*Textauszug*

★ ★ ★

Poltergeist – Rachel Whiteread möchte das Publikum anlocken und zum genauen Hinsehen zwingen.
Berührend und präzise
Eine Entdeckung für mich ist die kolumbianische Künstlerin Doris Salcedo. Ihre Objekte, Skulpturen und Installationen berühren. Es geht um Verlust, Schmerz, Machtmissbrauch, Tragik des Menschseins, beklemmende Schicksale, Tragödien und Gewalterfahrungen. Dabei sind die Werke der 1958 geborenen Künstlerin schön und immer wieder blitzen so was wie Hoffnungsschimmer auf. Ein über dem Boden schwebendes Tuch aus Rosenblättern, die kompliziert präpariert selbst zwischen Leben und Tod schwanken, wirkt wie ein gigantisches Leichentuch.
Was haben Stühle und Schränke, die mit Zement beschwert sind, erlebt? Was würden sie erzählen, wenn könnten? Hochaktuell ist die raumgreifende Installation „Palimpsest“. Sie zeigt Namen von Menschen, die bei der Überquerung des Mittelmeers ertrunken sind. Ihre Namen sind auf sandigem Boden aus Wasserbuchstaben geschrieben, tauchen aus dem Nichts auf und verschwinden im Selbigen. Verweisen so auf den Zyklus vom Leben. Trotz der schweren Themen eine leise und doch poetische Ausstellung. Beeindruckend und permanent zwischen Gewalt und Zartheit schwingend.

★ ★ ★

*Datenauszüge*
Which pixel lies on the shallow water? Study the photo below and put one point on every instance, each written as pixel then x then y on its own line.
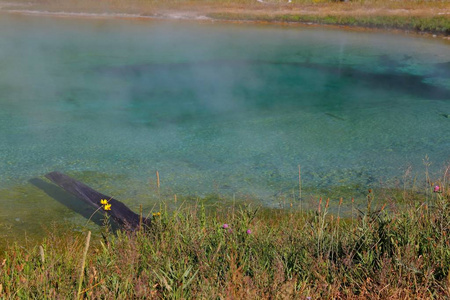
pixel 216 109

★ ★ ★

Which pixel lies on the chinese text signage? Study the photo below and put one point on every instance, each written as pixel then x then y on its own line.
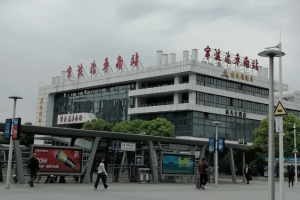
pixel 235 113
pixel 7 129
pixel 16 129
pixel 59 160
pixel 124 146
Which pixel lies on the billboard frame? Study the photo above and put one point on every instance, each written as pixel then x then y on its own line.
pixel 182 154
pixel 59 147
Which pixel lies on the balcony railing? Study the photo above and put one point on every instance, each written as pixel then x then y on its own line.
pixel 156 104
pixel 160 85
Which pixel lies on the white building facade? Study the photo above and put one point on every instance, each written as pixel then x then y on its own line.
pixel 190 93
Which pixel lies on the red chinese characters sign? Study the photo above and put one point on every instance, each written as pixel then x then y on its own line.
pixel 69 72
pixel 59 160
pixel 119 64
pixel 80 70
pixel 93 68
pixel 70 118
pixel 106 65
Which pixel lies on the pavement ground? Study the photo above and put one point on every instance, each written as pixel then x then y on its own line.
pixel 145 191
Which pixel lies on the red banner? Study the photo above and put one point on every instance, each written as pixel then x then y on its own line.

★ ★ ★

*Aufgaben*
A – Gib bitte den Textauszug von „Berührend und präzise“ bis „ein gigantisches Leichentuch.“ wortgetreu wieder.
B – Wessen Namen zeigt die Installation „Palimpsest“ laut dem Textauszug?

*Antworten*
A –
Berührend und präzise
Eine Entdeckung für mich ist die kolumbianische Künstlerin Doris Salcedo. Ihre Objekte, Skulpturen und Installationen berühren. Es geht um Verlust, Schmerz, Machtmissbrauch, Tragik des Menschseins, beklemmende Schicksale, Tragödien und Gewalterfahrungen. Dabei sind die Werke der 1958 geborenen Künstlerin schön und immer wieder blitzen so was wie Hoffnungsschimmer auf. Ein über dem Boden schwebendes Tuch aus Rosenblättern, die kompliziert präpariert selbst zwischen Leben und Tod schwanken, wirkt wie ein gigantisches Leichentuch.

B – Die Namen von Menschen, die bei der Überquerung des Mittelmeers ertrunken sind.